====== PROVIDED DATA

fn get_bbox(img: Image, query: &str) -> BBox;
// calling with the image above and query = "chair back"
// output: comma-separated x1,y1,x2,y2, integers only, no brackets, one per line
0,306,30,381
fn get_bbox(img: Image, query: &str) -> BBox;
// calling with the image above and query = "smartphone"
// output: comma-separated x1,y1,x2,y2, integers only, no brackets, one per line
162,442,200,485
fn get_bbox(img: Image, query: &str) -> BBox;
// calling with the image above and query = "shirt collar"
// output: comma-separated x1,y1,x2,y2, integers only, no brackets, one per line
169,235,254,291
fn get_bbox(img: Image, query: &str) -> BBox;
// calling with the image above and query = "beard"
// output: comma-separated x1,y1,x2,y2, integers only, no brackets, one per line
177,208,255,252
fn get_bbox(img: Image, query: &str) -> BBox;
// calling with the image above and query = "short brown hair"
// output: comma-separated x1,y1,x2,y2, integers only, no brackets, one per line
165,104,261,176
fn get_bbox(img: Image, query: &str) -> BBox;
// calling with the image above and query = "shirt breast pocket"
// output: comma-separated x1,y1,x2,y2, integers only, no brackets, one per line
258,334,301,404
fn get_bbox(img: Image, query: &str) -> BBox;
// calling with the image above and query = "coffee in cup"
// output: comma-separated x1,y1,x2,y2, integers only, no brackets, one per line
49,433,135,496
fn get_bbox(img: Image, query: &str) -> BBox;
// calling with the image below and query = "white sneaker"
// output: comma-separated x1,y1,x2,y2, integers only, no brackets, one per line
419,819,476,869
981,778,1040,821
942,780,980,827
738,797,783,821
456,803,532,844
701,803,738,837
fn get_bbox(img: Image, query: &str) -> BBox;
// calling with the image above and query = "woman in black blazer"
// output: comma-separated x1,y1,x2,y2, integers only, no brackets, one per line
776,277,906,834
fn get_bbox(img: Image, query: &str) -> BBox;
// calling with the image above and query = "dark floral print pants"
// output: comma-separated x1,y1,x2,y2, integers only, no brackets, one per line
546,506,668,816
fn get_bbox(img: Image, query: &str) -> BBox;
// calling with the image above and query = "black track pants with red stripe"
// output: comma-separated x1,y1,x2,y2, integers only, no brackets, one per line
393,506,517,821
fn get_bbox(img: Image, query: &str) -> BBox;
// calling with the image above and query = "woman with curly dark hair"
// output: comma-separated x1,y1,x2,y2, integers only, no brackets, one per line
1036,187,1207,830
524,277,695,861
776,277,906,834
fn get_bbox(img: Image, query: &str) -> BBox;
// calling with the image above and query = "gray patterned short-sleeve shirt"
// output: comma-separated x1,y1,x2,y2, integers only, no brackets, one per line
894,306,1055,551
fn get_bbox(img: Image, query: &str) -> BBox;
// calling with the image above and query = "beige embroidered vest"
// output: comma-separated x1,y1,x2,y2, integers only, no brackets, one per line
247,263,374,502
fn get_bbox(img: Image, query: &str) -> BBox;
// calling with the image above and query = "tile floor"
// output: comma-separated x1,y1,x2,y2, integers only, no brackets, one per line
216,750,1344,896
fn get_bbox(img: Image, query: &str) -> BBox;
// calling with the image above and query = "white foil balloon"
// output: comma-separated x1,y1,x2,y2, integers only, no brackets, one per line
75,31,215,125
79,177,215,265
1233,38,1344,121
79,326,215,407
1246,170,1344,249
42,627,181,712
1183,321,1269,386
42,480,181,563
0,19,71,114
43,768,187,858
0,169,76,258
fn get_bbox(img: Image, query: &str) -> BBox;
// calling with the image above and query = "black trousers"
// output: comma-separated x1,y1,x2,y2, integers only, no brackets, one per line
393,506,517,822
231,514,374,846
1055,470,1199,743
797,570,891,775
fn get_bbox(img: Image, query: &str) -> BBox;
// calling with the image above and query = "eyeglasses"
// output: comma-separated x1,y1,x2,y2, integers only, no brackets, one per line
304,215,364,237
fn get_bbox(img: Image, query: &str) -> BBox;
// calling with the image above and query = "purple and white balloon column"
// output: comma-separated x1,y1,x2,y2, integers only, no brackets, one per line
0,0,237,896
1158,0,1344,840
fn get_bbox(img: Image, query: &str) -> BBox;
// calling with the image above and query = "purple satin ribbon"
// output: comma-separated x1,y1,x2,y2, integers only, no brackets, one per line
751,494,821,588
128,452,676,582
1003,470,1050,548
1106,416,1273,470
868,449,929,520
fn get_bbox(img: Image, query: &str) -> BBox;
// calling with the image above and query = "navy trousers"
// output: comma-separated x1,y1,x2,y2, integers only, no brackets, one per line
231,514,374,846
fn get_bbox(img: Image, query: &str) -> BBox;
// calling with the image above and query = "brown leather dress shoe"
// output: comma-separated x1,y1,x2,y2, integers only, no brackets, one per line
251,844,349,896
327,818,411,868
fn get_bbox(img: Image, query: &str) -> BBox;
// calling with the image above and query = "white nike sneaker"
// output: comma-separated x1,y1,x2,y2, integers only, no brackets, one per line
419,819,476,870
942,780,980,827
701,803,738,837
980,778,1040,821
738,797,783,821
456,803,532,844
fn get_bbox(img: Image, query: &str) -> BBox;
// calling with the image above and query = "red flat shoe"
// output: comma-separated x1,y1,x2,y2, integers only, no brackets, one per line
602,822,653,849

============

DIRECTIVE:
Copy every line above character for character, without any changes.

ANSWER BELOW:
fn get_bbox(img: Image, query: &str) -> BBox;
// calling with the image above and query = "chair back"
// output: comma-separated x1,y1,x2,y2, integers only, no brackets, one per line
0,306,30,381
fn get_bbox(img: Image, query: &str) -> BBox;
// calling with the image above and query = "smartphone"
// output: comma-separated x1,y1,x2,y2, integers only, no brackets, one per line
162,442,200,485
fn get_bbox(img: Image, query: &str) -> BBox;
// calling with the image above and query = "shirt collar"
// output: comma-separated x1,y1,x2,y2, integers only, no brackets, one per line
169,235,254,291
fn get_bbox(img: Image, query: &str) -> BBox;
// calling with the image above and query = "beard"
// output: comma-separated x1,y1,x2,y2, integers only, no brackets, one per line
177,208,255,252
fn get_bbox(img: Image, query: &str) -> BBox;
// calling with the image above and query = "short brown hair"
// output: comma-separated x1,y1,x2,y2, integers only, no brackets, one per line
165,104,261,176
fn get_bbox(img: Image, query: &str) -> BBox;
// calling with the image above and query = "shirt breast pocket"
// output: comma-separated x1,y1,x2,y2, integers only, no brackets, one per line
258,334,301,404
fn get_bbox(img: Image, query: &str) -> BBox;
// calling with the image above and query = "coffee in cup"
// output: comma-separated x1,y1,x2,y2, integers only, no brackets, one per line
49,433,135,496
fn get_bbox(img: Image, query: &str) -> BBox;
// calling with the image below and query = "white sneaker"
// output: comma-separated x1,y1,x2,y2, integers only, no brackets, one per line
419,819,476,869
981,778,1040,821
942,780,980,827
738,797,783,821
456,803,532,844
701,803,738,837
fn get_bbox(img: Image, query: &str) -> BBox;
// calling with the image above and query = "woman in black blazer"
// output: comma-separated x1,y1,x2,y2, integers only, no brackets, one per line
776,277,906,834
fn get_bbox(img: Image, query: &str) -> BBox;
// calling with the image above and query = "dark floral print pants"
// output: comma-separated x1,y1,x2,y2, integers only, no brackets, one per line
546,506,668,816
fn get_bbox(img: Image, query: &str) -> BBox;
// calling with the image above and query = "black track pants with red stripe"
// output: comma-separated x1,y1,x2,y2, integers only, no brackets, one per line
393,506,517,821
fn get_bbox(img: Image, query: &str) -> BBox;
// calling with the image above and query = "woman with curly dark hair"
// output: comma-separated x1,y1,x2,y2, integers only, no brackets, one per line
1036,187,1207,830
524,277,695,861
776,277,906,834
fn get_bbox(img: Image, query: &str) -> BBox;
// calling with the image above and query = "gray patterned short-sleeve shirt"
// output: comma-separated x1,y1,x2,y2, integers only, no brackets, one per line
894,306,1055,551
fn get_bbox(img: Image, query: &str) -> BBox;
// calling with the image above and query = "beige embroidered vest"
// output: comma-separated x1,y1,x2,y2, integers only, no brackets, one per line
247,263,374,502
fn get_bbox(img: Image, query: &str) -> BBox;
// calling with the image above and query = "tile floor"
// output: comma-separated x1,y1,x2,y2, integers only, no brackets, one per line
216,750,1344,896
fn get_bbox(img: Image, query: &str) -> BBox;
// calling with the image above and query = "white foil balloon"
// output: comma-separated x1,y1,x2,y2, integers only, no brackets, one per line
75,31,215,125
79,177,215,265
1233,38,1344,121
79,326,215,407
1246,170,1344,249
42,627,181,712
1183,321,1269,386
42,480,181,563
0,19,71,114
43,768,187,858
0,169,76,258
fn get_bbox(img: Image, query: &str) -> BBox;
// calling with the image above and query = "black trousers"
// output: comma-separated x1,y1,x2,y2, integers only, no brackets, one per line
393,506,517,822
231,514,374,846
1055,470,1199,743
797,570,891,775
fn get_bbox(img: Image, query: &str) -> BBox;
// calling with the image above and query = "eyeglasses"
// output: comma-separated x1,y1,x2,y2, integers only, no brackets, one per line
304,215,364,237
fn get_bbox(img: Image, query: &str) -> BBox;
// calling with the image above and query = "purple and white balloon column"
// output: comma-separated x1,y1,x2,y2, integers only, no brackets, one per line
0,0,237,896
1158,0,1344,840
fn get_bbox(img: Image, query: &str) -> BBox;
// calling with the image above and query = "purple satin ribbon"
// output: comma-separated x1,y1,x2,y2, integers only, no brackets, one per line
751,494,821,588
128,452,676,582
1003,470,1050,548
1106,416,1273,470
868,449,929,520
fn get_bbox(img: Image, query: &str) -> BBox;
// calling with the image above and query = "navy trousers"
// output: comma-separated x1,y1,x2,y2, integers only, no brackets, one per line
231,514,374,846
fn get_bbox(img: Image, query: &str) -> BBox;
// calling with the image above and query = "brown leather dress shoe"
// output: comma-separated x1,y1,x2,y2, integers only, no brackets, one per line
251,844,349,896
327,818,411,868
fn get_bbox(img: Image, query: &str) -> BBox;
// calling with the image above and query = "white nike sneaker"
// output: comma-separated x1,y1,x2,y2, integers only, no brackets, one per line
419,819,476,870
942,780,980,827
701,803,738,837
980,778,1040,821
738,797,783,821
456,803,532,844
fn get_bbox(img: Image, query: &str) -> BBox;
// calling with the image above and query = "red flat shoe"
// output: comma-separated x1,y1,x2,y2, integers only, no brackets, one per line
602,822,653,849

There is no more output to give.